Важно Паровоз за Харпом

#45
Ээх, родина моя) К стартовым столам легко прогуляться по насыпке в сторону деревянного моста пару километров от станции, свернуть к карьеру - между ним и Пайпудыной, но лучше знать) Еще там остатки склада взрывчатки от геол. экспедиции остались.
А про затонувший паровоз есть конкретная информация в статье кажется Красного Севера "от первого лица" - рассказ машиниста, возможно еще хранится в сообщениях на мейле где-то. Вроде как причина - просело жд полотно, позже его перестелили.
 
#47
Эх, моя любимая родина- 110 км или пос.Полярный))) Самые счастливые годы там прошли))) А можно еще ссылку на сайт повторить -а то, не открывается что то...
 
#50
"Овечка" - возможно тот же или другой утопленный на 501-й паровоз. Вот вам и сама история, и предыстория к ней.

/Красный Север. – 2001. – 2 августа; 9 августа; 16 августа. Статья "Густая кровь эпохи" Баландин А.:

В те далекие годы все было иначе: стра­на шире, жизнь короче, а труд тяжелей.
В те далекие годы, когда сахарин счи­тался лакомством, а патефон - роскошью, родился наш герой. Родился один из двух­сот миллионов, и была ему уготована уди­вительная судьба. Не трагичная, но и не сладкая, не тяжкая, а такая, что была в са­мый раз по плечу поколению крепких де­дов.
Итак, шли тридцатые годы... Челюскинцы кололи арктические льды. Стаханов выдавал на-гора рекордный уголь. Супер­паровоз "ФД" батрачил за троих. И так по­лучилось, что в какой-то момент сошлись в одной точке арктическая стужа и морские воды, паровозный жар и стальная прохлада железных дорог. А скрепил их нелегкий труд "по-стахановски"...

До войны Леонид Потапович жил в Мин­ске. Его отец Иван Фомич работал стрелоч­ником на железной дороге. Это он привил своему беспокойному сыну любовь к паро­возам. Что ж, чему быть, того не миновать!

• ФРАГМЕНТ НАБОРА ДАННЫХ:
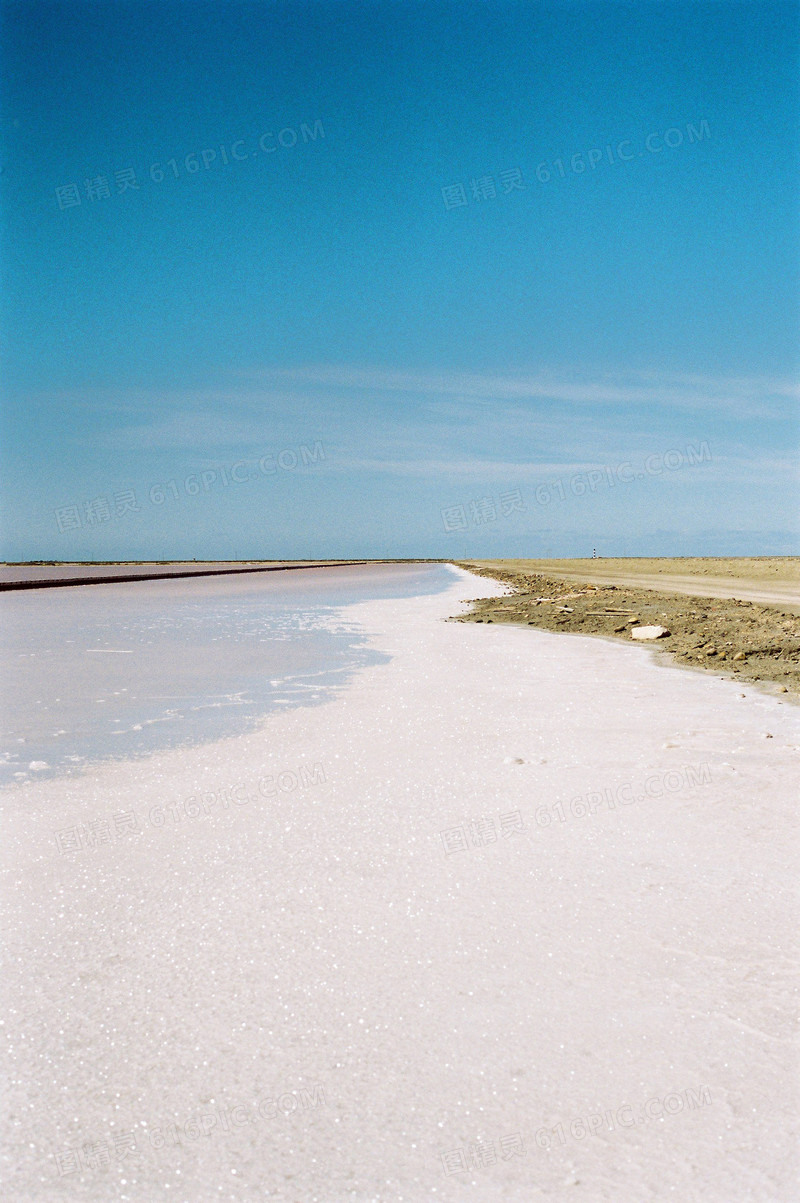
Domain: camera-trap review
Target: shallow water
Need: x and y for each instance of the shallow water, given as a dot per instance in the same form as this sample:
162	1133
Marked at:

• ЗАДАНИЕ:
Перескажите, пожалуйста, короче абзац источника, который начинается словами «Итак, шли тридцатые годы», и сохраните его основные факты.

• ОТВЕТ НА ЗАДАНИЕ:
В тридцатые годы челюскинцы кололи арктические льды, Стаханов добывал рекордный уголь, а сверхпаровоз «ФД» работал за троих. В какой-то момент в одной точке сошлись арктическая стужа и морские воды, жар паровоза и холодная сталь железных дорог. Связал их тяжелый труд «по-стахановски».